--- start DATA SHOWN ---
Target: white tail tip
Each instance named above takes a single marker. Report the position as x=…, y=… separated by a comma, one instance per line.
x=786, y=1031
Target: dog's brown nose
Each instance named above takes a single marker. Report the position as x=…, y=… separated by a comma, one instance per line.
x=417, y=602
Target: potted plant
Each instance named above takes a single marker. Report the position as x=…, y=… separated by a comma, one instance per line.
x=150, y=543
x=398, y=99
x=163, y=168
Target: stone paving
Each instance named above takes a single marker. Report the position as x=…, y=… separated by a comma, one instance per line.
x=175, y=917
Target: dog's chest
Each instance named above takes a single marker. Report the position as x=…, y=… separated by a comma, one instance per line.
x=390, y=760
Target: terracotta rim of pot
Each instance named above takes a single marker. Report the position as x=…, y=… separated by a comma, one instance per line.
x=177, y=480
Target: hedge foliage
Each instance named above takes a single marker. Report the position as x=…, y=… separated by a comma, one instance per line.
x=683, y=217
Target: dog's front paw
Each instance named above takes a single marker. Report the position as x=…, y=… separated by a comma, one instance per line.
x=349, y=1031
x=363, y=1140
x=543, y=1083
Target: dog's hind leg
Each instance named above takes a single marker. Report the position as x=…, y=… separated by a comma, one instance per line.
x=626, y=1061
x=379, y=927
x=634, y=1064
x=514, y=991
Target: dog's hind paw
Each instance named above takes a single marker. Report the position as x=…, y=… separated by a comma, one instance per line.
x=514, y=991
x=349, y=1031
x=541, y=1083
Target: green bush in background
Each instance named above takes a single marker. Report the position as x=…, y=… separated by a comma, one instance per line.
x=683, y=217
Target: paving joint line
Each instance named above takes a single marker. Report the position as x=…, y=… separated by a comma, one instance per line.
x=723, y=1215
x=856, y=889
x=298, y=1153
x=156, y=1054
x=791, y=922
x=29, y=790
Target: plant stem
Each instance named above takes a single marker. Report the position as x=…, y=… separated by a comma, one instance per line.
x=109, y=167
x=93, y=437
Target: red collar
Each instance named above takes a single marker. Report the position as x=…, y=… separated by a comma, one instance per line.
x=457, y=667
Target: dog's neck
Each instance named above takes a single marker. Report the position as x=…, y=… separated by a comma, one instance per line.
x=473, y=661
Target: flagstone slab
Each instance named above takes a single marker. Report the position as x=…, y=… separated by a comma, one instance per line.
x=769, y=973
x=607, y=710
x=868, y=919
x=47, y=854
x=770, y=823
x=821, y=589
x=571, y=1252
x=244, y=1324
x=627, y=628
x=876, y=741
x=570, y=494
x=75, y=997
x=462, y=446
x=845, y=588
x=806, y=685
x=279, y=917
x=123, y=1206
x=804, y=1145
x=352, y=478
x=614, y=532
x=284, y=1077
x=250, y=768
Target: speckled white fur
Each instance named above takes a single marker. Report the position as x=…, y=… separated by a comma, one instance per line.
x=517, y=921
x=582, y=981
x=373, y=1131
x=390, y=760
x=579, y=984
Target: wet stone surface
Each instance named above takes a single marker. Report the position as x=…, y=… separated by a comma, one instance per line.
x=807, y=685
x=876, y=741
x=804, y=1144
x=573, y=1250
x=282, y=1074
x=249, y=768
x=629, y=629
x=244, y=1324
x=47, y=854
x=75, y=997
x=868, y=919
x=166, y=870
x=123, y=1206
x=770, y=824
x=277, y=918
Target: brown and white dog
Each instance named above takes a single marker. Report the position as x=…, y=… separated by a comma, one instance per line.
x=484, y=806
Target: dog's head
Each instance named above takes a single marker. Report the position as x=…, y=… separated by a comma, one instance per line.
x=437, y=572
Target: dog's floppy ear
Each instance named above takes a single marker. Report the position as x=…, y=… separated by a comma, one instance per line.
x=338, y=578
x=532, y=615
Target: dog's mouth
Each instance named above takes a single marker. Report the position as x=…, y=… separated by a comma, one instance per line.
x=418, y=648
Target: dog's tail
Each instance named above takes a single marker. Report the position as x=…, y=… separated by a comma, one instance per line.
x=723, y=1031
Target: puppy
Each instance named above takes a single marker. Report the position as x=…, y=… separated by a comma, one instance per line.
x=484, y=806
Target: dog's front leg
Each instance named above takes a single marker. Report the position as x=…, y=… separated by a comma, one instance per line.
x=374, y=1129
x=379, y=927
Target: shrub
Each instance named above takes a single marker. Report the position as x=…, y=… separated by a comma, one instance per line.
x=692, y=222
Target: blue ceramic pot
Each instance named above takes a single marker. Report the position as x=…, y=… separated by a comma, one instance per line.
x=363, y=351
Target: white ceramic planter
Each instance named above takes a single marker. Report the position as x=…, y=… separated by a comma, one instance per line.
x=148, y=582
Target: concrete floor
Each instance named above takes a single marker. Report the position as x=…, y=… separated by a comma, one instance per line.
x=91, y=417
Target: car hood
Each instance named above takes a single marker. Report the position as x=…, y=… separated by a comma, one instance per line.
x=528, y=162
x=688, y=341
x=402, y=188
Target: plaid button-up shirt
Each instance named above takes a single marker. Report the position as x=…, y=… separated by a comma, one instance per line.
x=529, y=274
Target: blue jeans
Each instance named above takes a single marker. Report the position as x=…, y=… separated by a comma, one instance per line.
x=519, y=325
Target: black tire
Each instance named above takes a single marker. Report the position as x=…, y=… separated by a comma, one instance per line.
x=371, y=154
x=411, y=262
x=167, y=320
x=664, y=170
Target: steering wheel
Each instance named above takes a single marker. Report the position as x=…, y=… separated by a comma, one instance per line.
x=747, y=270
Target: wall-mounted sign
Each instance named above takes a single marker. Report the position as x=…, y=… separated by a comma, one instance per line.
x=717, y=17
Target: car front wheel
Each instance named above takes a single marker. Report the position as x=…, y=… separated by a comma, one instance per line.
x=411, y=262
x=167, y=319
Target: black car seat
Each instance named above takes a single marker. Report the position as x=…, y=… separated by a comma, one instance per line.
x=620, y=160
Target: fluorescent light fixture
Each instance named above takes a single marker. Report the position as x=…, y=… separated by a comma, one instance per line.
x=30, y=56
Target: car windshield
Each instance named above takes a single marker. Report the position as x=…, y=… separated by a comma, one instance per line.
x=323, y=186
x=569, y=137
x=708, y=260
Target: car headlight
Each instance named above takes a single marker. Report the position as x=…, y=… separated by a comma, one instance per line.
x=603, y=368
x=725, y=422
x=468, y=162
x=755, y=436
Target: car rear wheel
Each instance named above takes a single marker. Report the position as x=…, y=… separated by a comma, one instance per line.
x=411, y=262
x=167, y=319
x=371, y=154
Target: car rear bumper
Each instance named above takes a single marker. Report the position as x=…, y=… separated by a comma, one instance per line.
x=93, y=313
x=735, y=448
--- end DATA SHOWN ---
▶ _WHAT YOU WILL DO_: Faithfully reproduce all of the records, character for character.

▶ _TASK RESULT_:
Target: white tail tip
Each instance named above takes a single marker. Report the position as x=…, y=… separated by a comma, one instance per line.
x=786, y=1031
Target: dog's brown nose
Each instance named above takes a single marker. Report the position as x=…, y=… separated by a comma, one instance per line.
x=417, y=602
Target: potted plant
Each instance named above takes a single marker. Report the position as x=…, y=… separated by a comma, one instance per line.
x=150, y=543
x=398, y=99
x=163, y=168
Target: stone paving
Each instance named above takes a single marker. Report the position as x=…, y=… separated by a comma, one instance per line.
x=175, y=917
Target: dog's chest
Each instance named above takes a single marker. Report the position as x=…, y=… separated by a comma, one instance per line.
x=390, y=760
Target: terracotta rim of pot
Each instance named above takes a single marker. Report the position as x=…, y=… separated by a comma, one instance per line.
x=177, y=480
Target: hedge foliage
Each instance named above takes a single marker. Report the position as x=…, y=… separated by a comma, one instance per line.
x=683, y=217
Target: dog's front paw
Each instance named above takes a single marker. Report the position as x=…, y=… separated by a comma, one instance per line.
x=349, y=1031
x=363, y=1140
x=543, y=1083
Target: dog's hind leg
Each instance named above takes a single marker. Report the position as x=…, y=… separated by a comma, one instance per line.
x=626, y=1061
x=379, y=927
x=634, y=1064
x=514, y=991
Target: dog's hind paw
Each instance named above takes a single marker. Report the position as x=…, y=… separated by a comma, one instance per line.
x=514, y=991
x=349, y=1031
x=541, y=1083
Target: green bush in background
Each instance named above takes a single marker. Report the position as x=…, y=… separated by a comma, one instance per line.
x=683, y=217
Target: paving joint line
Each instance named above takes a single marker. Report the position as x=…, y=… separated by a comma, one instance per line.
x=723, y=1215
x=856, y=889
x=298, y=1153
x=156, y=1054
x=791, y=922
x=29, y=790
Target: plant stem
Each instance named above takes a single marker. Report the position as x=…, y=… separated by a comma, one instance per line.
x=109, y=167
x=93, y=437
Target: red collar
Each instance named above takes a single marker. Report the position as x=…, y=… separated by a comma, one instance per line.
x=457, y=667
Target: dog's neck
Each instance named above takes a single marker. Report the position as x=…, y=… separated by a comma, one instance per line.
x=473, y=661
Target: flagstone slab
Each instance named above takes a single marker. Report the position as x=…, y=… separated by a comma, one instance per line.
x=769, y=973
x=607, y=710
x=868, y=919
x=47, y=854
x=770, y=823
x=821, y=589
x=571, y=1252
x=244, y=1324
x=627, y=628
x=876, y=741
x=570, y=494
x=75, y=997
x=462, y=446
x=845, y=588
x=806, y=685
x=279, y=917
x=123, y=1206
x=804, y=1145
x=352, y=478
x=614, y=532
x=284, y=1077
x=250, y=768
Target: speckled white fur
Each instance named above takes a single marker. Report the position as x=…, y=… separated by a comma, one instance per line.
x=517, y=921
x=582, y=981
x=373, y=1131
x=390, y=760
x=579, y=984
Target: wet stone surface
Each instance named above takes a single marker. Report the position as x=…, y=… separated by a comma, one instance per line.
x=807, y=685
x=876, y=741
x=804, y=1144
x=573, y=1250
x=282, y=1074
x=249, y=768
x=629, y=629
x=244, y=1324
x=47, y=854
x=75, y=997
x=868, y=919
x=166, y=870
x=123, y=1206
x=770, y=824
x=277, y=918
Target: brown and white dog
Each instance named above takes a single marker. Report the position as x=…, y=… separated by a comma, one instance per line.
x=484, y=806
Target: dog's head
Each instance named above takes a single marker. Report the position as x=…, y=… separated by a comma, one instance per line.
x=437, y=572
Target: dog's floppy ear
Each instance named above takes a single marker. Report the position as x=…, y=… separated by a comma, one instance per line.
x=338, y=578
x=532, y=615
Target: dog's mouth
Each instance named above takes a single marker. Report the position as x=…, y=… separated by a comma, one instance per line.
x=418, y=648
Target: dog's tail
Each instance named above takes a single marker. Report the position as x=…, y=… separated by a comma, one instance per line.
x=723, y=1031
Target: puppy
Each instance named above takes a single marker. Report the position as x=…, y=… separated by a comma, one instance per line.
x=484, y=806
Target: dog's front leg
Each instance named above takes a single marker. Report the position as x=…, y=… separated by a comma, one instance per line.
x=374, y=1129
x=379, y=927
Target: shrub
Each instance named above takes a single marker. Report the position as x=…, y=… separated by a comma, one instance per line.
x=692, y=222
Target: blue ceramic pot
Each instance named above takes a single marker. Report the position as x=…, y=… separated by a comma, one instance per line.
x=363, y=351
Target: white ceramic planter
Each instance named above takes a single marker. Report the position as x=…, y=… separated by a comma, one instance per line.
x=148, y=582
Target: concrete floor
Each instance named above takes a single marker. Report the position as x=…, y=… separated by a comma, one instance per line.
x=91, y=417
Target: car hood
Each instance named above takes a single marker. Report the position as x=…, y=… separated by a comma, one instance per line.
x=528, y=162
x=688, y=341
x=402, y=188
Target: plaid button-up shirt
Each instance named above takes a single marker. Report the position as x=…, y=… separated by a comma, one instance per line.
x=529, y=274
Target: blue jeans
Each instance named above takes a single marker. Report the position as x=…, y=… separated by a comma, one instance per line.
x=519, y=325
Target: black tire
Each instance named above takes a single marker. Report the position as x=…, y=… separated by a comma, one instance per line.
x=371, y=154
x=411, y=262
x=167, y=320
x=664, y=170
Target: steering wheel
Each instance named above takes a single marker. Report the position as x=…, y=… separated by a comma, one instance per line.
x=747, y=270
Target: wall-mounted sign
Each instance named above takes a single marker. Report the position as x=…, y=… separated by a comma, one instance per line.
x=717, y=17
Target: car front wheel
Each instance named above takes a single marker. Report the position as x=…, y=… separated by a comma, one instance per line.
x=411, y=262
x=167, y=319
Target: black car seat
Each instance named above takes a single marker. Report the position as x=…, y=… separated by a comma, one instance per line.
x=620, y=160
Target: fluorescent light fixture
Each instance named above takes a single marker. Report the position as x=…, y=… separated by a comma, one instance per line.
x=30, y=56
Target: car windshield
Each instance named above takes a single marker. Report the position as x=…, y=… separated by a comma, one instance per line.
x=323, y=186
x=569, y=137
x=708, y=260
Target: car headlight
Each instance named above takes a single marker. Report the position as x=…, y=… separated by a comma, one instance per line.
x=603, y=368
x=725, y=422
x=468, y=162
x=755, y=436
Target: car rear wheel
Each instance named above takes a single marker. Report the position as x=…, y=… separated by a comma, one instance per line.
x=411, y=262
x=167, y=319
x=371, y=154
Target: car rear bumper
Each instance named above takes a single marker. Report the position as x=…, y=… separated by a comma, one instance per line.
x=93, y=313
x=735, y=448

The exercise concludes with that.